While the exact number of forced sterilization cases in California is unknown, the best estimation is tens of thousands. There have been multiple waves of compulsory sterilization throughout the 21st century. Although by 1979 forced sterilizations laws were repealed in California for state hospitals, approximately 20,000 people had already received sterilizations without their consent. An article published in 2013 reports that from 2006-2010 at least 148 unauthorized tubal ligations were performed on women detained in the California Department of Corrections and Rehabilitation. Only in 2010 were eugenics laws in California repealed for state prisons. 

The Los Angeles Times reports that most of the folks violated are Black, Indigenous, or Latinx, and were sterilized by way of ovary removal, tubal ligations, and hysterectomies. Free and informed consent was never granted during these procedures. In fact, “consent” on paper appeared as information written in one’s non-native language, a shaky signature given under anesthesia, or even an agreement to one procedure, such as a biopsy, only to find out after surgery that another procedure was performed.

*What to work on*:
1. According to the text on forced sterilization in California, how many unauthorized tubal ligations were performed on women detained in the California Department of Corrections and Rehabilitation from 2006 to 2010?
2. Continue the text on forced sterilization in California from its final sentence onward.

*Records*:
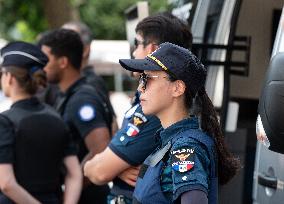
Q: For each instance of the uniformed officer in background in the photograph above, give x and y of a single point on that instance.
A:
(34, 141)
(80, 106)
(88, 70)
(134, 141)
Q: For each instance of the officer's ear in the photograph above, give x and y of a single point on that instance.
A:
(153, 46)
(63, 62)
(178, 88)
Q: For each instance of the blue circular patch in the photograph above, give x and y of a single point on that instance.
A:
(87, 113)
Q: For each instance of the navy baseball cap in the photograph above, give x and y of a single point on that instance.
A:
(178, 62)
(23, 55)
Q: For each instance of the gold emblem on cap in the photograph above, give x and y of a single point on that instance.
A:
(158, 62)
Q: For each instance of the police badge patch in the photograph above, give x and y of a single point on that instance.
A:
(87, 113)
(182, 160)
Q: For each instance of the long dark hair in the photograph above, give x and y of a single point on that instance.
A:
(201, 105)
(228, 165)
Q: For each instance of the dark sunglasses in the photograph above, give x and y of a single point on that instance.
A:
(143, 79)
(139, 42)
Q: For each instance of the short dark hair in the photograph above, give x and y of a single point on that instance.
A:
(82, 29)
(65, 42)
(165, 27)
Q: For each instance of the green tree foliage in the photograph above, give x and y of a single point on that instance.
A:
(106, 17)
(21, 19)
(24, 19)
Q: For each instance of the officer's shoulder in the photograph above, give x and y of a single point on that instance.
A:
(188, 138)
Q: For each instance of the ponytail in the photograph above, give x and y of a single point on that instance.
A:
(228, 165)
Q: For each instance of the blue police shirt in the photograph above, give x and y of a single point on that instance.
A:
(83, 111)
(136, 139)
(187, 166)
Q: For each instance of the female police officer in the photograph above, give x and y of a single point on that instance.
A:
(182, 169)
(34, 141)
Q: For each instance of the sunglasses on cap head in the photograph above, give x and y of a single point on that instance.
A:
(140, 42)
(143, 80)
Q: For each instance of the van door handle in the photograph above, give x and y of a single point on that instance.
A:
(271, 182)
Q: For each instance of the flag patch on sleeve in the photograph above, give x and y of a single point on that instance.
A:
(182, 159)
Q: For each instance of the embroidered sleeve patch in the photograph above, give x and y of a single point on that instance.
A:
(87, 113)
(182, 159)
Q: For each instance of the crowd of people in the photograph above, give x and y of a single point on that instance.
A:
(60, 143)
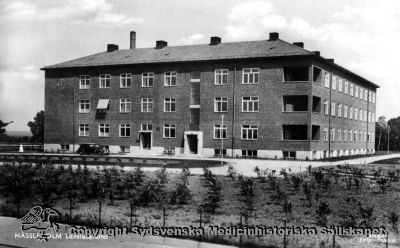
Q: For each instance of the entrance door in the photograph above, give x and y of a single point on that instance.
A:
(192, 140)
(145, 140)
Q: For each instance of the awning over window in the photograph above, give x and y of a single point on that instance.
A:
(103, 104)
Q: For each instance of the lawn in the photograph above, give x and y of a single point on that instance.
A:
(357, 196)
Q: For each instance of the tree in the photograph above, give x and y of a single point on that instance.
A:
(37, 127)
(2, 127)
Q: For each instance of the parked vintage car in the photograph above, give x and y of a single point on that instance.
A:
(92, 148)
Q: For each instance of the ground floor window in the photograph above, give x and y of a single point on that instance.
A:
(249, 153)
(217, 152)
(64, 146)
(83, 129)
(125, 149)
(289, 154)
(169, 131)
(104, 130)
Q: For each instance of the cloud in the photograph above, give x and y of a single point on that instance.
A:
(248, 18)
(22, 91)
(192, 39)
(83, 11)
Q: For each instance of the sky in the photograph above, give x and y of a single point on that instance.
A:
(361, 35)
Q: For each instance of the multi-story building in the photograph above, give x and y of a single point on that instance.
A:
(266, 98)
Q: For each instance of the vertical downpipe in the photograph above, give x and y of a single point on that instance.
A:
(329, 114)
(73, 115)
(367, 137)
(233, 109)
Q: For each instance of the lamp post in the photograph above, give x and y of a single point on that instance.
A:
(388, 138)
(222, 139)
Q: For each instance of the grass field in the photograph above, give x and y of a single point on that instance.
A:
(351, 200)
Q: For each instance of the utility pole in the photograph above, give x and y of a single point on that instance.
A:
(388, 138)
(222, 139)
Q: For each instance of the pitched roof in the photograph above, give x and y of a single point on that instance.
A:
(231, 50)
(204, 52)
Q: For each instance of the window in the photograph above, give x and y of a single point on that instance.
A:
(351, 89)
(295, 103)
(170, 78)
(169, 104)
(250, 104)
(169, 131)
(250, 75)
(316, 104)
(355, 113)
(221, 104)
(295, 132)
(146, 127)
(125, 149)
(125, 105)
(147, 79)
(326, 107)
(315, 132)
(345, 111)
(327, 79)
(356, 92)
(105, 81)
(289, 154)
(147, 105)
(249, 153)
(65, 147)
(317, 75)
(249, 132)
(296, 74)
(125, 80)
(84, 106)
(124, 130)
(221, 76)
(217, 152)
(84, 129)
(220, 131)
(351, 113)
(334, 82)
(104, 130)
(84, 82)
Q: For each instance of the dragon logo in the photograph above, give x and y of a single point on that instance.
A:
(39, 219)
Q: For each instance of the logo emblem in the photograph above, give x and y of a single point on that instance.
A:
(40, 219)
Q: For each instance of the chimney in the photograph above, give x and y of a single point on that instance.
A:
(215, 40)
(273, 36)
(161, 44)
(133, 40)
(112, 48)
(330, 60)
(299, 44)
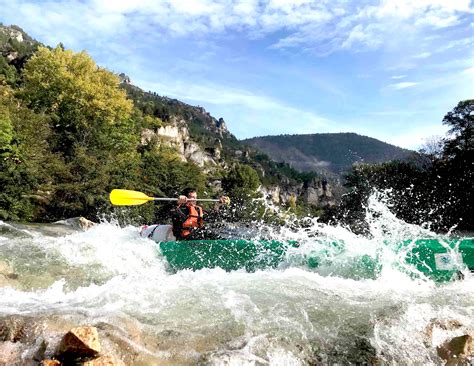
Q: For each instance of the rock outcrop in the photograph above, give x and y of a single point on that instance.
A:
(176, 135)
(80, 342)
(458, 350)
(316, 192)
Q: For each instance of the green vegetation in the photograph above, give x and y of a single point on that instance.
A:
(327, 153)
(434, 189)
(70, 133)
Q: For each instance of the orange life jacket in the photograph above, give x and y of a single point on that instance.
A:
(194, 220)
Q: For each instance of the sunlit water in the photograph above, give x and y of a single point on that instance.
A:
(111, 278)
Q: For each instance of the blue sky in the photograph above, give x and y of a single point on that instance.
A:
(388, 69)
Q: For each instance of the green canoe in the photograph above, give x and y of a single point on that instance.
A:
(440, 260)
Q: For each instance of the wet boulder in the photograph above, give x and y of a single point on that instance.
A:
(50, 363)
(78, 223)
(104, 360)
(457, 350)
(80, 342)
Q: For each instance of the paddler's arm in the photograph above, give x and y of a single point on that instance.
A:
(223, 200)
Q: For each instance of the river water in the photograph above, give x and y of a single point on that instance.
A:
(111, 278)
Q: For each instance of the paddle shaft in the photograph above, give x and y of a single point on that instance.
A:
(189, 199)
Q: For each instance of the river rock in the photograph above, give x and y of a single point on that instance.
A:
(77, 223)
(12, 329)
(104, 360)
(10, 353)
(50, 363)
(80, 342)
(457, 350)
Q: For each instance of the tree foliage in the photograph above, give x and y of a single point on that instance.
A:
(438, 194)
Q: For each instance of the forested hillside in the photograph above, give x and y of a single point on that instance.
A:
(72, 131)
(327, 152)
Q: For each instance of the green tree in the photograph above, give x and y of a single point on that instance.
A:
(92, 124)
(88, 107)
(461, 123)
(25, 159)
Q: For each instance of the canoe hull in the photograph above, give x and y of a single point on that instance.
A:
(439, 260)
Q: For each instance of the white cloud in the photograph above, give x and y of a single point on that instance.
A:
(422, 55)
(319, 25)
(402, 85)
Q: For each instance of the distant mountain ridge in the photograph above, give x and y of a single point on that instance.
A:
(327, 153)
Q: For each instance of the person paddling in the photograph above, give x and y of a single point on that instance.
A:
(188, 218)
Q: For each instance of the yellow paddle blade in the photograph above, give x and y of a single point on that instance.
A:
(124, 197)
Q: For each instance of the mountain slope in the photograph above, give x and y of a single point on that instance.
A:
(327, 152)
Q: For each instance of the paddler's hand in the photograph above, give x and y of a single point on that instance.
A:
(223, 200)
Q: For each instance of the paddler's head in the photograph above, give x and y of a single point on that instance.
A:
(191, 195)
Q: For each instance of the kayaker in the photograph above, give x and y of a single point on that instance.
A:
(188, 218)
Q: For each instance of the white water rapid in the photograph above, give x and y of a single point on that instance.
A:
(110, 278)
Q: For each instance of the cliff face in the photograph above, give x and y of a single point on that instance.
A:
(191, 131)
(316, 192)
(177, 136)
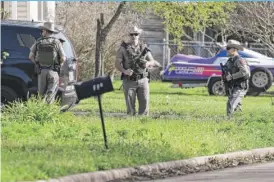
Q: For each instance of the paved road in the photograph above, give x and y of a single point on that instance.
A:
(251, 173)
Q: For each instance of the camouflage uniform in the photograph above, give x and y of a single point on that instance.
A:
(137, 84)
(48, 78)
(240, 72)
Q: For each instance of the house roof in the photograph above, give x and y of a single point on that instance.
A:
(20, 23)
(25, 23)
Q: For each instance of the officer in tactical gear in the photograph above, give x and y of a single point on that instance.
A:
(133, 60)
(239, 74)
(48, 53)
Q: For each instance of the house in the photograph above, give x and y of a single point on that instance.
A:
(29, 10)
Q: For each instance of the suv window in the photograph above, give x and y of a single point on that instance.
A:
(25, 40)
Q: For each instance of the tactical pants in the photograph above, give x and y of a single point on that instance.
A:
(140, 89)
(235, 100)
(48, 81)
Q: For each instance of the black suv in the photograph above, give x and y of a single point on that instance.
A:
(18, 78)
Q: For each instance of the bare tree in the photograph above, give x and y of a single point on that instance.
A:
(79, 20)
(254, 22)
(102, 32)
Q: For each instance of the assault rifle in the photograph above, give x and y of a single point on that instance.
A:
(228, 84)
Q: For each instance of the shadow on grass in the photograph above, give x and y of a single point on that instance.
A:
(52, 161)
(179, 93)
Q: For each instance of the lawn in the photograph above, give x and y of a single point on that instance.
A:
(39, 143)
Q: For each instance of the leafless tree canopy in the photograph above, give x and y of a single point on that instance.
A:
(79, 20)
(254, 22)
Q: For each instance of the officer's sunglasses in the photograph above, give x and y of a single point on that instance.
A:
(134, 34)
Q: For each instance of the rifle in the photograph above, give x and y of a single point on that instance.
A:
(228, 84)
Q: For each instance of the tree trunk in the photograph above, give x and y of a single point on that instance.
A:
(101, 35)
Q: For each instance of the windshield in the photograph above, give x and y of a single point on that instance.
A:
(254, 54)
(69, 51)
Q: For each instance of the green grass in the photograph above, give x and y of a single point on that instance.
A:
(39, 143)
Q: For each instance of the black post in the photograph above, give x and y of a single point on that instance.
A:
(102, 120)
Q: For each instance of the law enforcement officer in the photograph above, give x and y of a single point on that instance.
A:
(239, 73)
(45, 52)
(134, 69)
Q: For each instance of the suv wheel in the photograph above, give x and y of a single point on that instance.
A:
(7, 95)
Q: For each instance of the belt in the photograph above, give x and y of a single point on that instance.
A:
(136, 77)
(47, 67)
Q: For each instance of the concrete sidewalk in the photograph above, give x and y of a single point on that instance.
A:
(250, 173)
(173, 168)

*Answers to the exercises*:
1. At least 148.

2.
Released in 2020, Belly of the Beast is a powerful documentary that shares the stories of female inmates who were sterilized in California prisons, honing in on the experience of Kelli Dillon ─ former inmate and now violence prevention activist ─ in fighting for her reproductive justice against the Department of Corrections. For individuals who did not or do not have the resources to challenge state prisons directly, there is another way they may receive some justice for such a horrific assault: The Forced or Involuntary Sterilization Compensation Program (FISCP)

FISCP, orchestrated by the California Victim Compensation Board (CalVCB), was announced at the end of 2021 and implemented January 1, 2022. The program promises to divide $4.5 million (roughly $25,000 per victim) among those who were wrongfully sterilized under the state’s care. CalVCB states on their website that monetary compensation may be granted in two payments, the second payment only to be sent if there are remaining funds in the budget by March 31, 2024. 

California is recognized as administering the most sterilizations in the U.S. within the last century. California’s history of forced sterilizations is not only a clear violation of reproductive justice and bodily autonomy, but also of public welfare. It is the responsibility of the state government to protect its constituents, and it is the responsibility of the federal government to protect its people.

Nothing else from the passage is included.